Work required:
Restate the entries below word for word, leaving nothing out.

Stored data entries
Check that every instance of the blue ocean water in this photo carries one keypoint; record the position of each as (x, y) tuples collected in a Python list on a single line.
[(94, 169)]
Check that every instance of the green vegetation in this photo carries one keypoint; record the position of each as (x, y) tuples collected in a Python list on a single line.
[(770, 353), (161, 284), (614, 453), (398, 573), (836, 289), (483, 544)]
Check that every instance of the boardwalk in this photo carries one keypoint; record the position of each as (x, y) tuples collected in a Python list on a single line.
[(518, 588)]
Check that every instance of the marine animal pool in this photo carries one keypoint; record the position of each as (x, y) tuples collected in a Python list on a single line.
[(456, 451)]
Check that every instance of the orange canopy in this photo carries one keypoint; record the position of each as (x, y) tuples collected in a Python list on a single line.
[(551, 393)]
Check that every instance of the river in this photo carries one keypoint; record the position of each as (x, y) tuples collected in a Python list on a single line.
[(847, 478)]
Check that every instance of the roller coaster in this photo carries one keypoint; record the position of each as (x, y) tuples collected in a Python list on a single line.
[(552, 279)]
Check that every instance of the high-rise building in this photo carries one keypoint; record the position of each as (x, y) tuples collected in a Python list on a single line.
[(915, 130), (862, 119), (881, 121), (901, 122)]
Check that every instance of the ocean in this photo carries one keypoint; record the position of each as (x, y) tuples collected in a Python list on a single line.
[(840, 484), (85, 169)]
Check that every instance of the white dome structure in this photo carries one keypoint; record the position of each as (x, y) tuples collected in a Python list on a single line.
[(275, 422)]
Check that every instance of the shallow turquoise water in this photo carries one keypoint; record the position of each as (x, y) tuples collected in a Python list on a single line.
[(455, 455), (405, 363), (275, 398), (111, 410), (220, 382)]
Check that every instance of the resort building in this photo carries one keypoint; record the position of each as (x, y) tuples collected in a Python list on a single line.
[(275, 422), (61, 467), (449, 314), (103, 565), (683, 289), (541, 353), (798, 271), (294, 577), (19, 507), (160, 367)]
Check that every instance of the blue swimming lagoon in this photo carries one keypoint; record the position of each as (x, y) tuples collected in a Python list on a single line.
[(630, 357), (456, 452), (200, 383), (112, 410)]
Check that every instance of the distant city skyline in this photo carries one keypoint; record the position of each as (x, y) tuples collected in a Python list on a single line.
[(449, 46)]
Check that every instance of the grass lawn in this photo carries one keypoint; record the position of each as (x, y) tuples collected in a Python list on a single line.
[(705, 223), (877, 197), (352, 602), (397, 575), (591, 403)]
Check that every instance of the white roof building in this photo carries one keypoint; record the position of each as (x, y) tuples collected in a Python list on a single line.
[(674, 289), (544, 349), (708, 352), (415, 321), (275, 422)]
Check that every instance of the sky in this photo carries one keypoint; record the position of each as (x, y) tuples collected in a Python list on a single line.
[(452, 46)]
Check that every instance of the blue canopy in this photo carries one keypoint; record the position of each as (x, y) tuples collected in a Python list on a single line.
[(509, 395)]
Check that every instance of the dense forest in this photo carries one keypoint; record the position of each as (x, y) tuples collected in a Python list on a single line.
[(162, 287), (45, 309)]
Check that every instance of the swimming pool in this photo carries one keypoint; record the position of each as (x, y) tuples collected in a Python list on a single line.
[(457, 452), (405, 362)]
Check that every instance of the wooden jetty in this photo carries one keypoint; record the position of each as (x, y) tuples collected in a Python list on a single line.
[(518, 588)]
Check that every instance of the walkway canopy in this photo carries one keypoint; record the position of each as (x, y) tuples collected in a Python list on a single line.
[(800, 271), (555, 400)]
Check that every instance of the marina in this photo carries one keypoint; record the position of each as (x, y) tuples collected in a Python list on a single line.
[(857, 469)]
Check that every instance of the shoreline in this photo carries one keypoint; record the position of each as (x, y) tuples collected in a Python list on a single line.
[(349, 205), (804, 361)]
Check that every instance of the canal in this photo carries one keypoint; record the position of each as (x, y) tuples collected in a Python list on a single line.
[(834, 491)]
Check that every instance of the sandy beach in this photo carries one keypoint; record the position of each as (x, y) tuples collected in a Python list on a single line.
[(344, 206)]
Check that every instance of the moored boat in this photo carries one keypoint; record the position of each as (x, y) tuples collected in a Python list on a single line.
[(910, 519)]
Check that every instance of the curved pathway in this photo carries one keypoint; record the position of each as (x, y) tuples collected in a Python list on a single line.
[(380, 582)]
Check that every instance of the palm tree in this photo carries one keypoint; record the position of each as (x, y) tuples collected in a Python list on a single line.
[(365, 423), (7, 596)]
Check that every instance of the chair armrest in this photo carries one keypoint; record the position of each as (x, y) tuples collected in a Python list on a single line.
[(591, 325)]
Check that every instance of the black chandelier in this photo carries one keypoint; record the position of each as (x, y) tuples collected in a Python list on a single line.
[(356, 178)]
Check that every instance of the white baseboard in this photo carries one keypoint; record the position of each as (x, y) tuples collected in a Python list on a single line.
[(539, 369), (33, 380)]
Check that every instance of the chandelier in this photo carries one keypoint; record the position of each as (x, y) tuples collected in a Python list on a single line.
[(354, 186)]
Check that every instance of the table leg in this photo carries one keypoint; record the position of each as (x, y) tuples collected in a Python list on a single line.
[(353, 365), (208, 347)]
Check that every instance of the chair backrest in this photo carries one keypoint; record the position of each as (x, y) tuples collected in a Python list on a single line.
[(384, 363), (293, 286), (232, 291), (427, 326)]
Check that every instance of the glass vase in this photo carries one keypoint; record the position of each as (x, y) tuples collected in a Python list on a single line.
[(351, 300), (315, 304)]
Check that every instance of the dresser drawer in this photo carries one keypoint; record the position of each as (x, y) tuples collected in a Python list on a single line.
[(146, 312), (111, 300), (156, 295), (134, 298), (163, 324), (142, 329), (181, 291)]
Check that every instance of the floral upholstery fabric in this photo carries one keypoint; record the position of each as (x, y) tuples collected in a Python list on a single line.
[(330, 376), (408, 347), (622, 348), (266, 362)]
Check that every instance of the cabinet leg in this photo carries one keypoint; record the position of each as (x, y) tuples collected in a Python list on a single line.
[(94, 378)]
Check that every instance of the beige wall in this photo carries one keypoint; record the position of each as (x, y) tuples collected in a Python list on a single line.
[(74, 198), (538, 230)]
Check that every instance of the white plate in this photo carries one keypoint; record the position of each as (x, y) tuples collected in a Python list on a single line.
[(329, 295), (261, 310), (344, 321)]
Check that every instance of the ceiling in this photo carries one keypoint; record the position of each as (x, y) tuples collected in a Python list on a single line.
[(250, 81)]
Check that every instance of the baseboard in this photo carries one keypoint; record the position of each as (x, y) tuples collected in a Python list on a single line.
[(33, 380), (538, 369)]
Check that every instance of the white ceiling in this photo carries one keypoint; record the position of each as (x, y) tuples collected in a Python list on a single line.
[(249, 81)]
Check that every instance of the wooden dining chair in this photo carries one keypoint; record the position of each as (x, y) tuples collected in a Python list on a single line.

Answer below:
Check that every instance of the blue ocean water in this photo carries one keypoint; record the position of each as (x, y) tuples collected in a Python list on a single line.
[(94, 169)]
Check that every instance of the green vegetation in this photo carries one keypoint; record the position of each as (x, y) tuples collected in a Python list on a single line.
[(770, 353), (161, 284), (614, 453), (398, 573), (836, 289), (483, 544)]
Check that every instance of the boardwalk in this photo carries one keypoint; record the position of each as (x, y) tuples collected in a Python list on a single line.
[(518, 588)]
Check that every instance of the marine animal pool in this photo carries one keypoint; record the position of each as (x, y) tuples collected in a Python list on a single line.
[(456, 451)]
Check that every instance of the orange canopy in this photo carries one keypoint; record the position of each as (x, y) tuples collected in a Python list on a single line.
[(551, 393)]
Check that every instance of the river in this photo carries one keypoint; record the position of each as (x, y) tuples collected in a Python list on a single line.
[(847, 478)]
Check that every instance of the roller coaster in this photo carries one keypoint; record the position of each as (x, y) tuples collected in a Python list on a single line.
[(552, 279)]
Check that every instance of the high-rise building in this photo carries one keypoint; record the position of each as (x, y) tuples collected in a Python list on a single line.
[(915, 130), (862, 119), (881, 121), (901, 122)]
Check that every instance of the ocean in this photo carries one keypoint; record the position of each as (x, y) tuples collected in a Python list on a single line.
[(840, 484), (85, 169)]
Check that every instance of the white dome structure in this photo carries one keypoint; record the position of each as (x, y) tuples collected in a Python list on a single line.
[(275, 422)]
Check that every instance of the shallow turquoise water in this photo carries one keypoint; record the position of each as (x, y) tuples collected in a Python list on a single line.
[(455, 455), (405, 363), (275, 398), (111, 410), (220, 382)]
Check that every instance of the resort building in this photo carries one keypoint; record the position of each as (x, y) tuples collected in a Python list on a single line.
[(275, 422), (61, 467), (449, 314), (103, 565), (683, 289), (541, 353), (798, 271), (294, 577), (19, 507), (160, 367)]
Check that every instance of the blue swimming lagoon in this photo carries one keypoint; record the position of each as (x, y) tuples collected in a Python list on a single line.
[(630, 357), (456, 452), (200, 383), (112, 410)]
Check that every instance of the distant city skyline in this photo carries one keypoint; record the position of each as (x, y) tuples collected in a Python list on a single line.
[(449, 46)]
Check that every instance of the grass lawn in this photo carries one keypoint; record the position of each as (x, y) tuples collected in a Python list on a single line.
[(705, 223), (877, 197), (352, 602), (397, 575), (591, 403)]
Check that every instance of the white roof building in this photo carries one keypoint; record the position of each as (x, y) tuples collected in a Python list on a single line.
[(674, 289), (544, 349), (708, 352), (415, 321), (275, 422)]
Check that every instance of the sky in this photo carries one keypoint; record the position of each as (x, y) tuples collected in a Python list on a single line.
[(452, 46)]
Check that every instance of the blue canopy in this photo carries one keypoint; record the position of each as (x, y) tuples collected in a Python list on a single line.
[(509, 395)]
Check that every instance of the dense forest in this photo carries one keypoint; record the position of each as (x, y) tuples collected in a Python list on a single line.
[(162, 287), (45, 309)]
Check that every instance of the swimming pool in this photo carries one keypoint; record the position of each as (x, y) tuples collected in a Python list on a single line.
[(457, 452), (405, 362)]
Check that every instance of the wooden jetty in this photo carries one keypoint; record the position of each as (x, y) tuples collected in a Python list on a single line.
[(518, 588)]
Check that every instance of the walkway canopy in this photo carries one keypoint; record the position of each as (x, y) tuples collected in a Python list on a single line.
[(800, 271), (555, 400)]
Check that every instance of the marina in this photo carries one keypoint; record the position of each as (x, y) tuples collected in a Python list on a single line.
[(857, 469)]
Check that every instance of the shoreline in this photo carries one keypoint; record the position of each as (x, y) tuples collected in a Python list on a single line.
[(349, 205), (804, 361)]
Check that every instance of the canal in this photo carries one keypoint; record the position of each as (x, y) tuples collected in a Python list on a single line.
[(834, 491)]
Check that every instance of the sandy beach in this photo carries one keypoint; record the position of each as (x, y) tuples collected in a Python list on a single line.
[(344, 206)]
Check that every instance of the moored boat in this photo carries one keypoint; record the position of each as (x, y) tuples collected in a Python list on a single line.
[(910, 519)]
Check that every instance of the curved pathway in this photo carries one keypoint; record the position of each as (x, y) tuples collected in a Python list on a single line.
[(380, 582)]
Check that every instance of the palm tree in this photo carries one keypoint; record the position of each as (x, y) tuples collected in a Python list on a single line.
[(365, 423), (7, 596)]
Check that every instance of the chair armrest in this photo carries one keypoint; record the position of each as (x, y) tuples collected in a Python list on a single line.
[(591, 325)]
Check that every instance of the black chandelier in this photo carries one keypoint; record the position of each as (x, y) tuples collected in a Python list on a single line.
[(356, 178)]
Check that every instance of the white baseboard in this photo carries one keypoint; record the position of each as (x, y) tuples collected in a Python list on a single line.
[(539, 369), (33, 380)]
Check that every instance of the chandelier in this photo carries one keypoint; record the position of each as (x, y) tuples collected in a Python list on a single line.
[(354, 186)]
Check that every instance of the table leg in this photo carries one keypoint; record the position of each as (x, y) tuples collected in a Python list on a single line.
[(353, 365), (208, 347)]
Check that every instance of the chair backrest in this photo carries one keypoint; record the position of each as (x, y) tuples collected in a Python list on a single line.
[(384, 363), (293, 286), (232, 291), (427, 326)]
Check that every instance of the glass vase in this photo carries one keypoint; record the position of each as (x, y) tuples collected in a Python list on a single line.
[(351, 300), (315, 304)]
Check that every instance of the dresser drawer in this photo carries one keypoint; record the position of each as (x, y) tuples collected in a Python list on a single line.
[(146, 312), (111, 300), (156, 295), (134, 298), (163, 324), (142, 329), (181, 291)]
Check that every instance of the floral upholstery fabric in this photo carries one keypoint; record the position of each as (x, y) tuples collected in a Python list on a single line.
[(330, 376), (408, 347), (622, 348), (266, 362)]
Check that every instance of the cabinet leg in this photo carries one keypoint; record the position of each as (x, y) tuples collected in a Python list on a single line.
[(94, 378)]
Check that every instance of the beige wall in this photo carries one keypoint; record the position of each as (x, y) tuples collected in a Python list on a single line.
[(74, 198), (538, 230)]
Check that every instance of the white plate in this photo carries one keypoint; record the position of each as (x, y) tuples collected in a Python list on a single line.
[(329, 295), (261, 310), (344, 321)]
Check that every instance of the ceiling in this photo carries one keypoint; record the position of each as (x, y) tuples collected in a Python list on a single line.
[(250, 81)]
Check that every instance of the baseboard in this photo carries one keypoint; record the position of each as (x, y) tuples collected in a Python list on a single line.
[(33, 380), (538, 369)]
Check that every instance of the white ceiling in this photo carries one keypoint; record the position of each as (x, y) tuples collected in a Python list on a single line.
[(249, 81)]
Check that every instance of the wooden dining chair in this photo carries one keypoint; record the position of each as (x, y) tuples collected in a Python list on a single line.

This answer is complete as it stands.